Segment Start: EXCERPT

3. Mental stimulation
Many seniors find it useful to keep working or try new things on the side, which is possible with a phased approach.
4. Retaining benefits
Some employers give perks to part-time workers, like health insurance and money put into a retirement plan.
5. Test drive retirement
This is an opportunity to “test drive” what not working will feel like.
You don’t have to fully commit to retirement until you know you’re emotionally, mentally, and financially ready for it.
6. Improved work-life balance
It offers a better work-life balance, which can be good for your health as a whole.
You get to spend more time with your friends and family while still working.
7. Put off Social Security
You can put off getting Social Security benefits if you work longer.
This could mean higher monthly payments in the future.
10 Downsides of Phased Retirement
1. Income reduction
Reducing your work hours results in a decrease in income.
Your finances and retirement savings may be strained if you’re not ready for this transition.
2. Complex financial planning
It might be challenging to manage finances during a phased retirement.
It can be difficult to properly coordinate the combination of a lower income, retirement account withdrawals, and Social Security payments that you may have to deal with.
3. Reduced benefits
Some employers may decide to reduce or eliminate certain benefits as you transition to phased retirement.
This can include health insurance, retirement plan contributions, and other perks you previously enjoyed.
4. Social Security impact
Social Security can be complex, so you may experience a reduction in benefits if you transition to working part-time in a phased retirement.
5. No control over timeframe
Employer policies or employment contracts frequently determine the timeframe for phased retirement.
You might not have full control over how long you can maintain the phased arrangement.
6. Inflexible employers
Some employers may not be willing to work with you to set up a plan, and some may not even offer it.
This may limit your options if your present employer doesn’t support you.

Segment End: EXCERPT

* [TASK A]
List every downside heading that appears in the phased retirement excerpt.
* [TASK B]
Write the next part of the phased retirement excerpt, picking up right after its last sentence.

Segment Start: EXCERPTED DATA

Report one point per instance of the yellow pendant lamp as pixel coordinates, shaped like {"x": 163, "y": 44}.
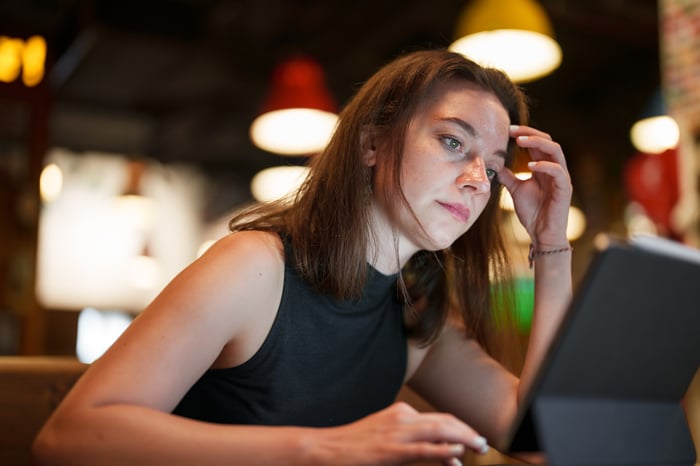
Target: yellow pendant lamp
{"x": 515, "y": 36}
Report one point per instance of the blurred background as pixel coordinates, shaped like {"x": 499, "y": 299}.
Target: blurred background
{"x": 125, "y": 136}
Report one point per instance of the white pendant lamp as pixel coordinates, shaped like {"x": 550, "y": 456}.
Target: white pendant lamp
{"x": 515, "y": 36}
{"x": 299, "y": 114}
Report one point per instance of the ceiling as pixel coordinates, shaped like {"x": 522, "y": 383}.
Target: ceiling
{"x": 181, "y": 80}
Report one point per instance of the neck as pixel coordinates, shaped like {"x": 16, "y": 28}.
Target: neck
{"x": 387, "y": 251}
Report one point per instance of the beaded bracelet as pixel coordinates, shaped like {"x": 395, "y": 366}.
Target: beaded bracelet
{"x": 532, "y": 253}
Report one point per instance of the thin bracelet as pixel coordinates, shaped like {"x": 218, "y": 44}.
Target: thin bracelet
{"x": 532, "y": 253}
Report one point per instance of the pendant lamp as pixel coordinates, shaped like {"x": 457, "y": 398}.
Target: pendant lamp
{"x": 515, "y": 36}
{"x": 655, "y": 132}
{"x": 299, "y": 113}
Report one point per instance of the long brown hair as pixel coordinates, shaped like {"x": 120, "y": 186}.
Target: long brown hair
{"x": 327, "y": 221}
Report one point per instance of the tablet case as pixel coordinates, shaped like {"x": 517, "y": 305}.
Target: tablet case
{"x": 609, "y": 390}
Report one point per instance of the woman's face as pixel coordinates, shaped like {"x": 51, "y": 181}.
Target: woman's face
{"x": 455, "y": 144}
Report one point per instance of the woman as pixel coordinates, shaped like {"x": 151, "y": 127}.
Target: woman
{"x": 288, "y": 340}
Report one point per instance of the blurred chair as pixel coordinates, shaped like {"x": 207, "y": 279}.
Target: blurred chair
{"x": 30, "y": 389}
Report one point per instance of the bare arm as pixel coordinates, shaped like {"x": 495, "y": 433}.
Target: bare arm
{"x": 119, "y": 412}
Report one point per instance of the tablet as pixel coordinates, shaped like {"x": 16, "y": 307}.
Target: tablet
{"x": 609, "y": 389}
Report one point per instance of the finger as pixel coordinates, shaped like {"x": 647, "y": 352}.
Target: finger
{"x": 555, "y": 170}
{"x": 542, "y": 148}
{"x": 508, "y": 179}
{"x": 446, "y": 428}
{"x": 452, "y": 462}
{"x": 523, "y": 130}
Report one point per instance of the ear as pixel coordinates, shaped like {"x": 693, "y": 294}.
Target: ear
{"x": 369, "y": 148}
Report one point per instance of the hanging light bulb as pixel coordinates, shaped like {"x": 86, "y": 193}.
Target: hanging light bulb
{"x": 515, "y": 36}
{"x": 655, "y": 132}
{"x": 298, "y": 117}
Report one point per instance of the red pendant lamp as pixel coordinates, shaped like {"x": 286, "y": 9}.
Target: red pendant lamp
{"x": 298, "y": 116}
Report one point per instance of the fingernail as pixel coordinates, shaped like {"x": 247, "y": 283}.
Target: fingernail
{"x": 480, "y": 444}
{"x": 457, "y": 449}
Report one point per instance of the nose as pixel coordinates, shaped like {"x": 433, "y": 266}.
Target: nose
{"x": 474, "y": 176}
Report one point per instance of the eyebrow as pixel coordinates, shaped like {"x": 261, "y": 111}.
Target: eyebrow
{"x": 472, "y": 132}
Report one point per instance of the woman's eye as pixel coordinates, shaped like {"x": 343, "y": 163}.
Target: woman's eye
{"x": 452, "y": 143}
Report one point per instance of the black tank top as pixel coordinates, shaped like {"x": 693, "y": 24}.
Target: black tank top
{"x": 324, "y": 362}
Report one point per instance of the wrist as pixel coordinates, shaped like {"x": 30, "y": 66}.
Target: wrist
{"x": 539, "y": 250}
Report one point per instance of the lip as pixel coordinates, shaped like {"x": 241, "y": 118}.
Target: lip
{"x": 459, "y": 211}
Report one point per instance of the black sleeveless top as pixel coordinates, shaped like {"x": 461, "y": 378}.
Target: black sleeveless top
{"x": 325, "y": 362}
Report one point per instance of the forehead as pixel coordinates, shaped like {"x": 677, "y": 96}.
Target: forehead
{"x": 466, "y": 101}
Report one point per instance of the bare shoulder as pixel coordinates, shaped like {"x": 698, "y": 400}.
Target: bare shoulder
{"x": 218, "y": 308}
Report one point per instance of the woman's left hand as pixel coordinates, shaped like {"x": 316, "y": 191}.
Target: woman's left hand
{"x": 542, "y": 201}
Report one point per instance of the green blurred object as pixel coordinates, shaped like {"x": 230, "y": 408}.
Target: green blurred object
{"x": 524, "y": 289}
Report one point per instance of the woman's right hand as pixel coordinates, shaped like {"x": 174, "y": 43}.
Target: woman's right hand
{"x": 397, "y": 435}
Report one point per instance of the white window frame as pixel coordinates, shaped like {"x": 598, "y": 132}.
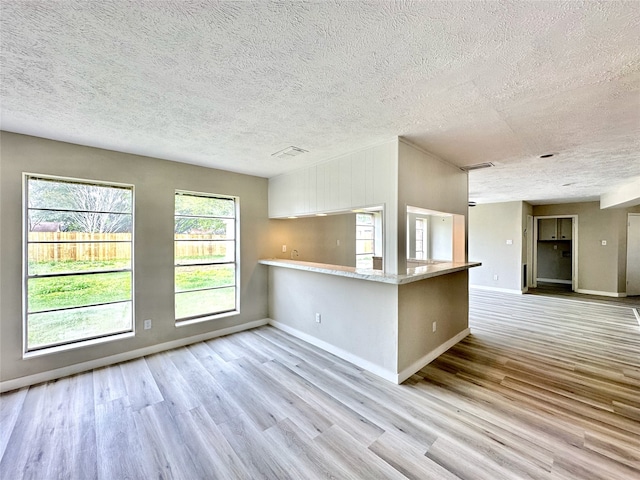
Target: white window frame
{"x": 236, "y": 262}
{"x": 85, "y": 341}
{"x": 373, "y": 240}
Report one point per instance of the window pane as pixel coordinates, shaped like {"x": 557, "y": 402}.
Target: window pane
{"x": 205, "y": 276}
{"x": 204, "y": 228}
{"x": 364, "y": 246}
{"x": 78, "y": 257}
{"x": 63, "y": 326}
{"x": 62, "y": 195}
{"x": 187, "y": 204}
{"x": 203, "y": 302}
{"x": 364, "y": 219}
{"x": 50, "y": 293}
{"x": 204, "y": 252}
{"x": 364, "y": 232}
{"x": 364, "y": 261}
{"x": 92, "y": 225}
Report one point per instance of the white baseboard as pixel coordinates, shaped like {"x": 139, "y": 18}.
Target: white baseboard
{"x": 431, "y": 356}
{"x": 381, "y": 372}
{"x": 497, "y": 289}
{"x": 603, "y": 294}
{"x": 20, "y": 382}
{"x": 338, "y": 352}
{"x": 554, "y": 280}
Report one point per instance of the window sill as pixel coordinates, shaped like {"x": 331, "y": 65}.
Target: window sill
{"x": 75, "y": 345}
{"x": 191, "y": 321}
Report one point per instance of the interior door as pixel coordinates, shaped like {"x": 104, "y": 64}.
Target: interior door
{"x": 633, "y": 254}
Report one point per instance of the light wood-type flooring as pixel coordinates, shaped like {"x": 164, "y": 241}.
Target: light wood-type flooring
{"x": 544, "y": 388}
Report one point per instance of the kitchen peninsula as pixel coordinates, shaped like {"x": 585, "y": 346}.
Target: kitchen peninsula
{"x": 392, "y": 321}
{"x": 389, "y": 324}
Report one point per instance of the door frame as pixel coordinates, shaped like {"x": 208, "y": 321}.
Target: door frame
{"x": 626, "y": 281}
{"x": 574, "y": 249}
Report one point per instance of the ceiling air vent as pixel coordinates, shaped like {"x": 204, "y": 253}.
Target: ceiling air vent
{"x": 289, "y": 152}
{"x": 477, "y": 166}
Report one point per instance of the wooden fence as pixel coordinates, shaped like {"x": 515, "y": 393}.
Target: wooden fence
{"x": 77, "y": 246}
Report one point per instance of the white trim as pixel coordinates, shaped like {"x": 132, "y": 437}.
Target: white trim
{"x": 603, "y": 294}
{"x": 554, "y": 280}
{"x": 431, "y": 356}
{"x": 338, "y": 352}
{"x": 497, "y": 289}
{"x": 25, "y": 381}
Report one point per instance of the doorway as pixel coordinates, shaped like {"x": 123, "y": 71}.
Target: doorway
{"x": 633, "y": 254}
{"x": 555, "y": 252}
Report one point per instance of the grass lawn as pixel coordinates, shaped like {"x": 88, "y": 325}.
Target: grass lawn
{"x": 68, "y": 325}
{"x": 49, "y": 293}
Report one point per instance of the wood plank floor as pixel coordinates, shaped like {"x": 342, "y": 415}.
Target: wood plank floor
{"x": 544, "y": 388}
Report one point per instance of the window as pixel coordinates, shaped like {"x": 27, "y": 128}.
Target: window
{"x": 205, "y": 256}
{"x": 421, "y": 238}
{"x": 78, "y": 267}
{"x": 365, "y": 240}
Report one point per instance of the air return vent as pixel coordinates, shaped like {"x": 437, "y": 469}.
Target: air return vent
{"x": 477, "y": 166}
{"x": 289, "y": 152}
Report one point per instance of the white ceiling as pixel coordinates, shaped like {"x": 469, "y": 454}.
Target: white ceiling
{"x": 227, "y": 84}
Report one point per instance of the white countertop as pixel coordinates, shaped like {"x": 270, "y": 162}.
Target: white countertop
{"x": 412, "y": 275}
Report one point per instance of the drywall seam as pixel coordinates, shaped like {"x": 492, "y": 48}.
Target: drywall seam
{"x": 431, "y": 356}
{"x": 343, "y": 354}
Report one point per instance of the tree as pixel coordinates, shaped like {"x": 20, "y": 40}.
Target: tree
{"x": 79, "y": 207}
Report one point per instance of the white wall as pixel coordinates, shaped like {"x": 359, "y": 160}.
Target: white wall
{"x": 316, "y": 239}
{"x": 490, "y": 227}
{"x": 364, "y": 178}
{"x": 359, "y": 317}
{"x": 155, "y": 182}
{"x": 425, "y": 181}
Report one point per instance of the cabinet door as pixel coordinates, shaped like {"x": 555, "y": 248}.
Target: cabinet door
{"x": 547, "y": 229}
{"x": 564, "y": 228}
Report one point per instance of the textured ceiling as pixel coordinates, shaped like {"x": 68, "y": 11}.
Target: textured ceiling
{"x": 227, "y": 84}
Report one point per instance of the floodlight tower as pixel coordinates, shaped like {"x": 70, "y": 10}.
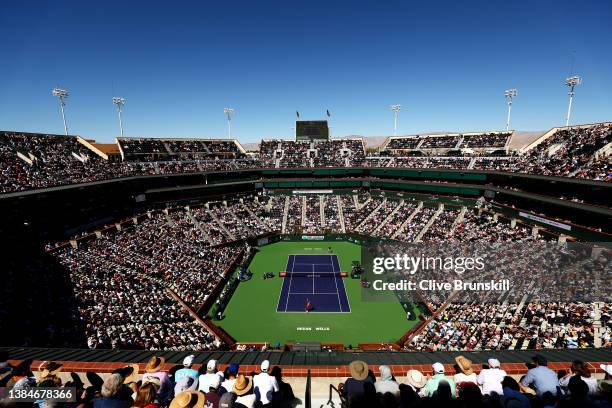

Segment End: EXCERPTED DATA

* [EXERCISE OUTPUT A]
Income reduction
Complex financial planning
Reduced benefits
Social Security impact
No control over timeframe
Inflexible employers

* [EXERCISE OUTPUT B]
7. Career impact
If you love your job and want to keep working at the same pace, this type of retirement would not be a good fit for you.
Cutting back on your work hours may hurt your career progression and ability to move up the income ladder.
8. Healthcare coverage
If your employer pays for your health insurance, cutting back on hours could affect your ability to get these benefits.
This could force you to look for other healthcare choices, like Medicare, before you’re ready.
9. Social isolation
You may become socially isolated because you spend less time at work, especially if work has been your main way of meeting new people.
10. Stagnant savings
Your funds may stagnate or increase more slowly if you do not make contributions to your retirement accounts during this phased approach.
The long-term effects of this could include decreased financial security.
Making Phased Retirement Work for You
Make a plan: Plan ahead for your phased retirement, far in advance. Be explicit about your expectations, and have a conversation with your employer about your ambitions.
Test the waters: To ensure that a part-time job fits your demands financially and lifestyle-wise, test it out for a few months before committing entirely.
Assess your financial situation: Establish your financial objectives and evaluate whether taking a part-time job will help you save enough money for retirement.
Consider healthcare costs: Find out how working fewer hours may affect your health insurance and how much it will cost.
Understand the legal and tax implications: To learn about the legal and tax ramifications, speak with a financial advisor or tax expert.
Remain active: This offers an opportunity to continue living an active lifestyle, take up new interests, and be involved in the community in addition to cutting back on work hours.
Final thoughts
With phased retirement, you can enjoy the financial and mental advantages of both work and play while embracing retirement at your own pace.
Take this adaptable strategy into account when you prepare for retirement to make the most of your golden years. Recall that there is no one-size-fits-all approach to retirement, and one of several options for personalizing your retirement path is a phased approach.